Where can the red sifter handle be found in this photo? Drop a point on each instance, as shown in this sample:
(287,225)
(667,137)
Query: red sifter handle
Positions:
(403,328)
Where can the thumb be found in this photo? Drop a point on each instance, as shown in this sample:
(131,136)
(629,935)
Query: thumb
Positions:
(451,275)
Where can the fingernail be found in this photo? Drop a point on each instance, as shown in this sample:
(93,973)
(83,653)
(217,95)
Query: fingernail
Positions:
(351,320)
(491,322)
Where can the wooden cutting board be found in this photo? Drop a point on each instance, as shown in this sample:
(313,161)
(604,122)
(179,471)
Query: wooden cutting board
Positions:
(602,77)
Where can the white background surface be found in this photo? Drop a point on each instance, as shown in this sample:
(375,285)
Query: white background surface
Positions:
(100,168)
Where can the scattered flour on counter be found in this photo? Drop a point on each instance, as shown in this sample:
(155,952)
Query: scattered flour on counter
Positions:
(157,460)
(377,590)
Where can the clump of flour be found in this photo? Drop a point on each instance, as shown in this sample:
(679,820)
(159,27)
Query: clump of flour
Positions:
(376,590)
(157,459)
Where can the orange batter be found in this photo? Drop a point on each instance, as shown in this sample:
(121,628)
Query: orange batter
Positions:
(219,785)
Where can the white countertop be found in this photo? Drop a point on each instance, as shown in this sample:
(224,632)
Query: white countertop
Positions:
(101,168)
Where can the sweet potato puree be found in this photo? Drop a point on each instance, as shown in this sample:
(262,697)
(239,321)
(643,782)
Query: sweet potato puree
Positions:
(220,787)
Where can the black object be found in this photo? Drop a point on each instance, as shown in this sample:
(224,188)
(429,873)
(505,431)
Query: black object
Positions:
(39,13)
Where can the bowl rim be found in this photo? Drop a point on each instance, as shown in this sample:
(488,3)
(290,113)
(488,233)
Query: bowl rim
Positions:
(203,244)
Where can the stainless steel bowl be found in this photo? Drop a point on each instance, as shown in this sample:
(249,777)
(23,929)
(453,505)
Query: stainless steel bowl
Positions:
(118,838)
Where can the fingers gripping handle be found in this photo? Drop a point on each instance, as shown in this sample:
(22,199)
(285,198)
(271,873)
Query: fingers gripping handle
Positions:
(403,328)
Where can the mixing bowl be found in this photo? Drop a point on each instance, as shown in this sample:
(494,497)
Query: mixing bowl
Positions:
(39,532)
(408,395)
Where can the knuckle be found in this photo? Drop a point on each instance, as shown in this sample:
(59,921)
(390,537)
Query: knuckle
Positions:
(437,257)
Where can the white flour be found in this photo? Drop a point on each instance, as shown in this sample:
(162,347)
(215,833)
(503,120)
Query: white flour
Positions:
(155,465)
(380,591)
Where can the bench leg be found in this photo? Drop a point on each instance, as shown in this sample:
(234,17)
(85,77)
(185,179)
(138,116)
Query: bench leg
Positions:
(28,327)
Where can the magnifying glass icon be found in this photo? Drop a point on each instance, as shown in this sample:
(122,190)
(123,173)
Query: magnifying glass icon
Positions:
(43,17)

^^^^^^^^^^^^^^^^

■ **Requirement**
Write out every line above, unchanged and in the same order.

■ **Solution**
Where can the red sifter handle be found in this photo? Drop a point on each instance, as shown in this sample:
(287,225)
(667,137)
Query: red sifter handle
Positions:
(403,328)
Where can the thumb be found in this photo? Drop a point on each instance, as shown in this sample:
(131,136)
(629,935)
Query: thumb
Positions:
(451,275)
Where can the fingernail be found in this photo? Drop a point on each instance, as shown in this sample:
(93,973)
(83,653)
(217,95)
Query: fingernail
Positions:
(351,320)
(491,322)
Where can the wooden cutting board be found in this photo? Drop a point on each instance, as shown in this sample:
(313,161)
(604,122)
(179,471)
Query: wooden cutting board
Positions:
(602,77)
Where can the white background surface be found in this photo? Drop a point on each instance, as shown in this sample:
(375,285)
Query: white background surface
Positions:
(100,168)
Where can the scattered flour on counter be found in this photo? Drop a point on each instance, as shown in this sample:
(155,952)
Query: scattered flour on counter
Positions:
(157,460)
(377,590)
Where can the clump of flour be found in this photo? Drop a point on each instance, as shown in this sample:
(679,820)
(159,27)
Query: clump of flour
Positions:
(376,590)
(157,459)
Where can the orange batter be found in this photo? Drop a point on each instance, as shown in this sample:
(121,628)
Query: orange batter
Positions:
(219,785)
Where can the white countertop be found in this photo? Drop a point on each instance, as shown in this sample:
(224,632)
Query: white countertop
Positions:
(101,168)
Where can the sweet potato puree be found in this photo? Drop a point on each instance, as shown in this sample:
(262,697)
(239,321)
(643,782)
Query: sweet potato puree
Positions:
(220,787)
Where can the black object be found in this photo? Drop a point on each instance, as shown in this sample:
(224,188)
(429,873)
(505,431)
Query: black object
Positions:
(39,13)
Where can the bowl rim be found in this photo? Drop a point on each instance, as shown in this sample:
(488,3)
(290,113)
(488,233)
Query: bowl rim
Positions:
(203,244)
Where can the stainless steel bowl be found in this photo? Drop a point on each instance, as shown in this sample:
(249,777)
(23,929)
(453,505)
Query: stainless steel bowl
Positions:
(118,838)
Where can the fingers gripping handle be found in this photo? Drop a point on each instance, as shown in this sample:
(22,199)
(285,198)
(271,873)
Query: fingers gripping handle
Positions:
(403,328)
Where can the mixing bowl be found in this photo? Drop a point on each instance, as shown in this sample:
(494,497)
Query: mixing bowl
Positions:
(39,532)
(408,395)
Where can the knuckle be found in this photo? Drop a point on each instance, as shown in this sample:
(59,921)
(390,537)
Query: knuckle
Positions:
(437,257)
Where can the white flour be found in this photo? Drop a point on each instance, as shown in this sample:
(162,347)
(215,833)
(503,120)
Query: white flour
Positions:
(155,465)
(380,591)
Where can the bench leg be found in this photo? Drop a point on each instance, as shown in this sample:
(234,17)
(85,77)
(185,179)
(138,116)
Query: bench leg
Positions:
(28,327)
Where can the magnifying glass icon be found in this photo? Drop a point on each instance, as shown in this sample:
(122,190)
(123,173)
Query: magnifying glass icon
Positions:
(43,17)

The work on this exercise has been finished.